_YOUR INSTRUCTIONS:_ Reproduce the listing below word for word, starting at its first line and ending at the line containing "column 483, row 923", with both ends included. Leave the pictures out of your answer.
— Begin —
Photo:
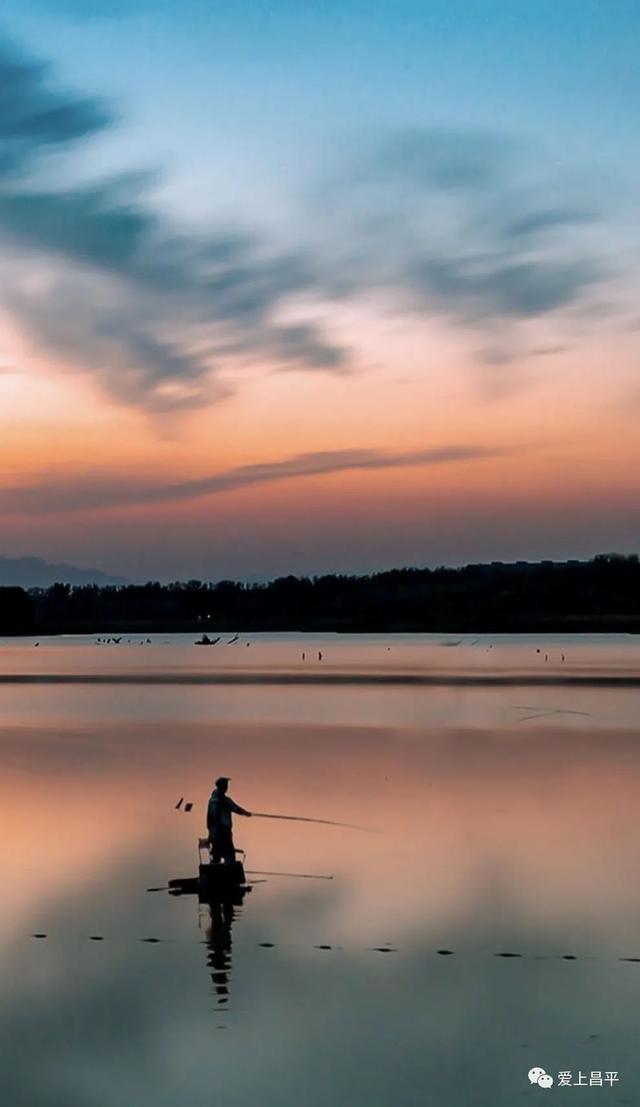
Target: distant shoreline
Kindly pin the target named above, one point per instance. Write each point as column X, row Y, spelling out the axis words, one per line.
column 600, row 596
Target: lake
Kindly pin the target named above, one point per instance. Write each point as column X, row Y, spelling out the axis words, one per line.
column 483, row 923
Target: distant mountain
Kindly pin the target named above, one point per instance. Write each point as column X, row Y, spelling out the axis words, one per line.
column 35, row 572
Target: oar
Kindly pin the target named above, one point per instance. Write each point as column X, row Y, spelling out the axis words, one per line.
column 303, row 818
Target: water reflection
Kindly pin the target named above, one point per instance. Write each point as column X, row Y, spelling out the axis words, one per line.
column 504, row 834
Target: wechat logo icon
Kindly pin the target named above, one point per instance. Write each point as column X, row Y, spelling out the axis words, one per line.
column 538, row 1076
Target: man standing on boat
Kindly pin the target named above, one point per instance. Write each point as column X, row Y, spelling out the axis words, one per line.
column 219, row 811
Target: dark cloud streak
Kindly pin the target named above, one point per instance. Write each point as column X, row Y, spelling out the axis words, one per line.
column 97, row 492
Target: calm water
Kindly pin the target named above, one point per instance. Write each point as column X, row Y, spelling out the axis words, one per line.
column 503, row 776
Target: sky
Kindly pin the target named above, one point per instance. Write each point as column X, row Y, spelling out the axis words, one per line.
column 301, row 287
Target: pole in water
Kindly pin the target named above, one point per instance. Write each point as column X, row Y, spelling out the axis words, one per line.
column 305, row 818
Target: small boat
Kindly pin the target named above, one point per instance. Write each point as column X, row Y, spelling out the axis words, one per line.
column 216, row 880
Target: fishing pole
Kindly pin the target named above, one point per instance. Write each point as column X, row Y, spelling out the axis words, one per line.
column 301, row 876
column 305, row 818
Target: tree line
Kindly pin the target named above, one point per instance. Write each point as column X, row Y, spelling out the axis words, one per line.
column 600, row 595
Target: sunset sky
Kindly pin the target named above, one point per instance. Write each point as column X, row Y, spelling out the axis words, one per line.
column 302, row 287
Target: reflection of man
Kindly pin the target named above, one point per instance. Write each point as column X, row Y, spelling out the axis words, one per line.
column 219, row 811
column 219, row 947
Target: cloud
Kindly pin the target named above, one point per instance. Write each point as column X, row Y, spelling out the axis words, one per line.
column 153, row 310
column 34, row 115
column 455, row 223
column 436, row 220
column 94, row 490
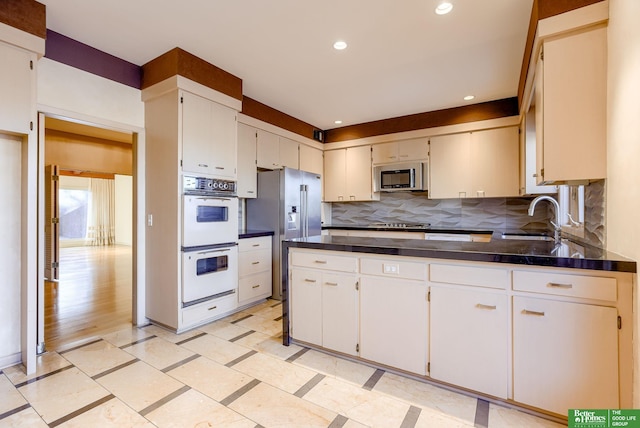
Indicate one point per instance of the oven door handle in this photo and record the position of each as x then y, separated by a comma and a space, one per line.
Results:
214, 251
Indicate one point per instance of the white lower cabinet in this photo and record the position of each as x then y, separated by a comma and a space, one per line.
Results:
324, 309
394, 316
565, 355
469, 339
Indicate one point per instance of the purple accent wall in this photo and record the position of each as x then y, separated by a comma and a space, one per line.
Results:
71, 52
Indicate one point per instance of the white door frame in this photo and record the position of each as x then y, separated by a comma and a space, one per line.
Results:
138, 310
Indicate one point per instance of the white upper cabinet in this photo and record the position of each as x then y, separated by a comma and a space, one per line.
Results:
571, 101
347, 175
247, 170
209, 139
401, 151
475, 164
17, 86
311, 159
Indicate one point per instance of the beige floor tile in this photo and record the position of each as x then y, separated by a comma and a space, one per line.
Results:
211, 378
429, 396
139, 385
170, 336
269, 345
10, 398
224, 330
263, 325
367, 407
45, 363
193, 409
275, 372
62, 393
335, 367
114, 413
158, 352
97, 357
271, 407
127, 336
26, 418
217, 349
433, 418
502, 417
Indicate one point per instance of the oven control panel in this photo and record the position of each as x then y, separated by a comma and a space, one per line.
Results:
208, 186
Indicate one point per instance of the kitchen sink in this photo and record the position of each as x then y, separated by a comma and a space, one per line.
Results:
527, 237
— End —
_TASK SOLUTION:_
Photo:
Target: distant shoreline
Kindly pin the target named above, one point per instance. Write each point as column X, row Y, spelling out the axis words, one per line.
column 600, row 596
Target: lake
Kindly pin the target named above, one point per instance. Write each point as column X, row Y, spelling out the axis words, one per line.
column 483, row 923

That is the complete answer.